Using the entries below, write out the line with "doorway, with integer pixel coordinates.", the line with "Query: ceiling light fixture", and every line in between, exactly as each is written.

--- Material shown ---

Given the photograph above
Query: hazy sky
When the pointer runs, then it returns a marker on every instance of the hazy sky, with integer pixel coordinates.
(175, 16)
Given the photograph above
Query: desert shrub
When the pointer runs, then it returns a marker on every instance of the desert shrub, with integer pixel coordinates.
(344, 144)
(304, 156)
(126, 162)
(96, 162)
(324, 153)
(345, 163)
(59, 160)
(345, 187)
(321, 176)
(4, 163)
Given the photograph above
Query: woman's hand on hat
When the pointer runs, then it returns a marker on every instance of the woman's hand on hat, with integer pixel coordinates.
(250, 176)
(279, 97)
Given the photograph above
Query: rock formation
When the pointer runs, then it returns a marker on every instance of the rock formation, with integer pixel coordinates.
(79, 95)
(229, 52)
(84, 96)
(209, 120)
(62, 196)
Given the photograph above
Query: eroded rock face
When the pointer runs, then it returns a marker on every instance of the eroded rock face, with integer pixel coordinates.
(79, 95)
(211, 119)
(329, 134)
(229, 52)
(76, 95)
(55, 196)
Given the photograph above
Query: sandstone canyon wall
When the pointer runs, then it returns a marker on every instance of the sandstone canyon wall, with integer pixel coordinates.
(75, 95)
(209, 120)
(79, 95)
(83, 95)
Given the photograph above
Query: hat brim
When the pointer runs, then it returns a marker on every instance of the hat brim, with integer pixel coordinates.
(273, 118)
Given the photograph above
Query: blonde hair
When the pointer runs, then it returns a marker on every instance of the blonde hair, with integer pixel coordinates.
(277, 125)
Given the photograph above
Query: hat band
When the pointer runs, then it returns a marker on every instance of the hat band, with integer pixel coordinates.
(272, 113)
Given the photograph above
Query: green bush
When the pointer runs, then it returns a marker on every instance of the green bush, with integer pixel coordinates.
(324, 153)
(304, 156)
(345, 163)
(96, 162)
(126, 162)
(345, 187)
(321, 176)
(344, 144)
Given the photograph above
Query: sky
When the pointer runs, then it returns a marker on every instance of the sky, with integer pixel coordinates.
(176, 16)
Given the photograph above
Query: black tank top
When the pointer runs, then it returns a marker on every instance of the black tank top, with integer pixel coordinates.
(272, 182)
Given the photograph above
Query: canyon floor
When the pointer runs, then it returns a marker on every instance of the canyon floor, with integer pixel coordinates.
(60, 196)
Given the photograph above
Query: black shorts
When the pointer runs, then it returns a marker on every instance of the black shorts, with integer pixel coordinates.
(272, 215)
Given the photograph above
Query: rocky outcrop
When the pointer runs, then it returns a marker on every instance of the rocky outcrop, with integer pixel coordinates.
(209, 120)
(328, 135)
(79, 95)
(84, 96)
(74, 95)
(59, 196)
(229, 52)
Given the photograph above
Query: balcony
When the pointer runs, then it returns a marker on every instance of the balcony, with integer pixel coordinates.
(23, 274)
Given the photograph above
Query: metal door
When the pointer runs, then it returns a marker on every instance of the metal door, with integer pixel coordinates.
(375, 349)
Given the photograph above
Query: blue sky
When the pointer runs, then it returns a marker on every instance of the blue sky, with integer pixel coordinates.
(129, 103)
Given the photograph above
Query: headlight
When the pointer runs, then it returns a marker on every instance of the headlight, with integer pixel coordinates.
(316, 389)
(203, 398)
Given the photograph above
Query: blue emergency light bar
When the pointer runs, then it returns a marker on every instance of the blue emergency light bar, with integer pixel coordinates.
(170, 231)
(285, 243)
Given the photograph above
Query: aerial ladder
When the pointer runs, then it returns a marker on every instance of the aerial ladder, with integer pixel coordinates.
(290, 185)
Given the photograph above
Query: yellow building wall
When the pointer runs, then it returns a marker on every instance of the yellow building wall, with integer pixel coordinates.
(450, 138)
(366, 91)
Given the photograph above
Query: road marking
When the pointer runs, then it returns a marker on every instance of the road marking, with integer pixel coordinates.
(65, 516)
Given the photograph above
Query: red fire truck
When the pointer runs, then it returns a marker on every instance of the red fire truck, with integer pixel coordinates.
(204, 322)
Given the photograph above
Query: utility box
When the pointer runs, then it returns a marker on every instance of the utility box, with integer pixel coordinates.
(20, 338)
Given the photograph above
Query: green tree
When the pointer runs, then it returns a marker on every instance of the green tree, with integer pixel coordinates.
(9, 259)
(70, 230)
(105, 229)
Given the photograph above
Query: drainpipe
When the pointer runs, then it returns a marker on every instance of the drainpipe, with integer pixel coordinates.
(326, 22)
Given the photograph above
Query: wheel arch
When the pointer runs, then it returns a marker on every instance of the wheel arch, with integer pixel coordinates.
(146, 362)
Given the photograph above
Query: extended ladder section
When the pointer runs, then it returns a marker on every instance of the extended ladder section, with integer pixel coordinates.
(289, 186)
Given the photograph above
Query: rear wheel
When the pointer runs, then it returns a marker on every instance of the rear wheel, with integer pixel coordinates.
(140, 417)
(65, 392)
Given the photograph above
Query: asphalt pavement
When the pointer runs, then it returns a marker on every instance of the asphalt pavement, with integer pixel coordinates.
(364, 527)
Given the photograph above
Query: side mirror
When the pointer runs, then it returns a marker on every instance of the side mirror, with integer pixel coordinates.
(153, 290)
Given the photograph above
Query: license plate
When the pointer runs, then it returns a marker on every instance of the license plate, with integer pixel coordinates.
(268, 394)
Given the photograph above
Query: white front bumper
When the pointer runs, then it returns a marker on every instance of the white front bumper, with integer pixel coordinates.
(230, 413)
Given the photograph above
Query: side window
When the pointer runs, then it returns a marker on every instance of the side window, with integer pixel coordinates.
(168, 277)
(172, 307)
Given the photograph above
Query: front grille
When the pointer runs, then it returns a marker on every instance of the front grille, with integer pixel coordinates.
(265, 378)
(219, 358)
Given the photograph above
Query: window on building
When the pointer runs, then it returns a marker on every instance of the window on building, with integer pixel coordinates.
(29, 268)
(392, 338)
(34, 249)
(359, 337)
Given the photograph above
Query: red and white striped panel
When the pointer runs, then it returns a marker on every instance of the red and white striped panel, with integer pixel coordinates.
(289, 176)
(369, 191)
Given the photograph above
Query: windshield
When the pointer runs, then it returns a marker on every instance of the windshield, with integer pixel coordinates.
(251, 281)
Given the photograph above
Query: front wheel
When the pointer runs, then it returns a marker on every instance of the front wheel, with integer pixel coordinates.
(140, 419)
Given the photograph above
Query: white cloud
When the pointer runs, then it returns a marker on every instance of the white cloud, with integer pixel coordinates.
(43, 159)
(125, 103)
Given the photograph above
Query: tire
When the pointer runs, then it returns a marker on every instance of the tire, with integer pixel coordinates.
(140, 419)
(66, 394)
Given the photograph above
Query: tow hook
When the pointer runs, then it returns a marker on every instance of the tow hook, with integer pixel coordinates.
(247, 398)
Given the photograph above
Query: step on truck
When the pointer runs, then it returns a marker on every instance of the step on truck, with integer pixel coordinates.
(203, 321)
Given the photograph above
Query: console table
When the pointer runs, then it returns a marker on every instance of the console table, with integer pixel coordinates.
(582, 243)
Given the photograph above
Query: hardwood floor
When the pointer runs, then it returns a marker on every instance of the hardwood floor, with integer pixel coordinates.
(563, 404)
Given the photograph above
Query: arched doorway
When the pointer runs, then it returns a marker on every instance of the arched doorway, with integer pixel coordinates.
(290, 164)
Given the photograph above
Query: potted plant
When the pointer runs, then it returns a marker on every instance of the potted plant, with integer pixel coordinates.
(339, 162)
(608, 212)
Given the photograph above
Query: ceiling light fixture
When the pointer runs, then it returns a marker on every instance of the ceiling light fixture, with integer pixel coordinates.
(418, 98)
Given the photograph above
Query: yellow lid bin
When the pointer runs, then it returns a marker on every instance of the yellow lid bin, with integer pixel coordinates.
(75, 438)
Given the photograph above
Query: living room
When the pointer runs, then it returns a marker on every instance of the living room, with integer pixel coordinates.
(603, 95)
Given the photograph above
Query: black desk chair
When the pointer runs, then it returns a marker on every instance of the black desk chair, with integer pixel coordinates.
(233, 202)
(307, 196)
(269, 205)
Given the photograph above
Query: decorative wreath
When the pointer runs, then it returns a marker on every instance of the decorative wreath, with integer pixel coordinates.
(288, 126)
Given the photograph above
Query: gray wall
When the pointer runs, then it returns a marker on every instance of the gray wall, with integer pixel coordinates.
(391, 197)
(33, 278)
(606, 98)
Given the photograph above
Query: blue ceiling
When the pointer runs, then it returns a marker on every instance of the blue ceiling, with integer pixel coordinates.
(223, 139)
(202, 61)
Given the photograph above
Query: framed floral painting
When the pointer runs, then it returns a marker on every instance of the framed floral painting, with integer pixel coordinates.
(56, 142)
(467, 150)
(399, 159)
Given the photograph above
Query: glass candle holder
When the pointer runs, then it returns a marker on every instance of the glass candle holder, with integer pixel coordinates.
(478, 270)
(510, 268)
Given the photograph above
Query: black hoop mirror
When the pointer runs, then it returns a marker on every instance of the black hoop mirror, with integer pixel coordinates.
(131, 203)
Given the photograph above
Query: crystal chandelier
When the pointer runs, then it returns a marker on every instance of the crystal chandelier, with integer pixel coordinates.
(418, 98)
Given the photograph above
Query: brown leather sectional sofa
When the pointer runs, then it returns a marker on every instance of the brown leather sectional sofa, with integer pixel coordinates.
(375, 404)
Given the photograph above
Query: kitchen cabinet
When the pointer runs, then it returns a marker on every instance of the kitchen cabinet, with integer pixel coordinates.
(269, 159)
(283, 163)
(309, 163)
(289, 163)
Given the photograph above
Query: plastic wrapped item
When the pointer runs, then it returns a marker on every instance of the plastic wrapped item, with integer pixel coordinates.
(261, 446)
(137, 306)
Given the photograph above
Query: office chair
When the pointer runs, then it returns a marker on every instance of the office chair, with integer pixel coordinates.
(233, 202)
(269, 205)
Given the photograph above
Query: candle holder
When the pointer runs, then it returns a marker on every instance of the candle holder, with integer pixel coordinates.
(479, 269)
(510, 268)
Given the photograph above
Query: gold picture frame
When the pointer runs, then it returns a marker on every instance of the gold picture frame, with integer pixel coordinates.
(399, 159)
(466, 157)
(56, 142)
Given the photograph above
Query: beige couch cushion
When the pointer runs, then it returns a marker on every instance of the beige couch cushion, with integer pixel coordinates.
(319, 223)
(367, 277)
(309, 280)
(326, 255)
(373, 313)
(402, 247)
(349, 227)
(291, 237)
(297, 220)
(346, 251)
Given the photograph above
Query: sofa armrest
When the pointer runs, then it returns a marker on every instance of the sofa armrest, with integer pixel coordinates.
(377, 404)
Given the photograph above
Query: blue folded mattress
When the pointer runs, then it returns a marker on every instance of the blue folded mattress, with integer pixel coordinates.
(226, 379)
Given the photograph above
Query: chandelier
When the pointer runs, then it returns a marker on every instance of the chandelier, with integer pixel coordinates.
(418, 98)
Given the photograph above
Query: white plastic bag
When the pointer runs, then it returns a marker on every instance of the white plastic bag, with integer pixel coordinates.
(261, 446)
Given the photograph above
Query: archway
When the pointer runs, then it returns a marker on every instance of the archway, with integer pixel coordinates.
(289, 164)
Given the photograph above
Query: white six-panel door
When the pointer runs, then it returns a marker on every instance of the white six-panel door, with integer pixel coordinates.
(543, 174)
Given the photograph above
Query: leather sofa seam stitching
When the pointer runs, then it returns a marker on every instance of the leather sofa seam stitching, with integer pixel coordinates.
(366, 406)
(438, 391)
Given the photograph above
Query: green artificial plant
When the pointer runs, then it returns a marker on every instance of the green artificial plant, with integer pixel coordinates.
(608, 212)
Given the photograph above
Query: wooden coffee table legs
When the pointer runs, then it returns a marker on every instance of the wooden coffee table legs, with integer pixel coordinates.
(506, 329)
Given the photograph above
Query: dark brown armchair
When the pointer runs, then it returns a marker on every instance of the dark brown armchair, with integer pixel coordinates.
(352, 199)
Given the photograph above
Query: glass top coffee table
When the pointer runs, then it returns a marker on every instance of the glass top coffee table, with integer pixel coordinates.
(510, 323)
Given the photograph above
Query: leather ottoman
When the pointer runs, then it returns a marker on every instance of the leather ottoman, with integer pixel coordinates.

---

Answer section
When the pointer runs, then it returns a marker on every instance of the arched doorway, with integer pixel coordinates.
(290, 164)
Given the photograph above
Query: potted plant
When the pointer runs, then it returns a marker on every instance of the potted plant, with integer pixel coordinates.
(339, 162)
(608, 212)
Given the photograph above
Query: ceiling light fixture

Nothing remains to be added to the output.